WORK TO COMPLETE ->
Please work out how many of the lines below include "spot". Only the number should be given.

--- SOURCE MATERIAL Enclosed Below ---

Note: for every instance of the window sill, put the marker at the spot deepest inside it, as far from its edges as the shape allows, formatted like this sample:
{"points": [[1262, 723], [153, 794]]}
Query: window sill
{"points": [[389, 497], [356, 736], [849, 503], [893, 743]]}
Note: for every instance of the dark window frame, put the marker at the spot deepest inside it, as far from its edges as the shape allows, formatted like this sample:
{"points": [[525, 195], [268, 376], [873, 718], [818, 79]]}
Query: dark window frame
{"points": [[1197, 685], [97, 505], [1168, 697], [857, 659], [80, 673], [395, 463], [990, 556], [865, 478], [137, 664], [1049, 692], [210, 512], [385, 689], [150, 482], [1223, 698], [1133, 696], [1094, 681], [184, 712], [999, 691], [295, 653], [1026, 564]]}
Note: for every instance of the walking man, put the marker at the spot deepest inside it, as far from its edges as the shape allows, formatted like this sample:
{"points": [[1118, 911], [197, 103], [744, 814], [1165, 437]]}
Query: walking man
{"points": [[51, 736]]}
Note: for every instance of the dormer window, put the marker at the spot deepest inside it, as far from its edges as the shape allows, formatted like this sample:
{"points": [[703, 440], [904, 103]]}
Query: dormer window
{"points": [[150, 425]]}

--- End of Enclosed SOURCE MATERIAL ---

WORKED SOLUTION ->
4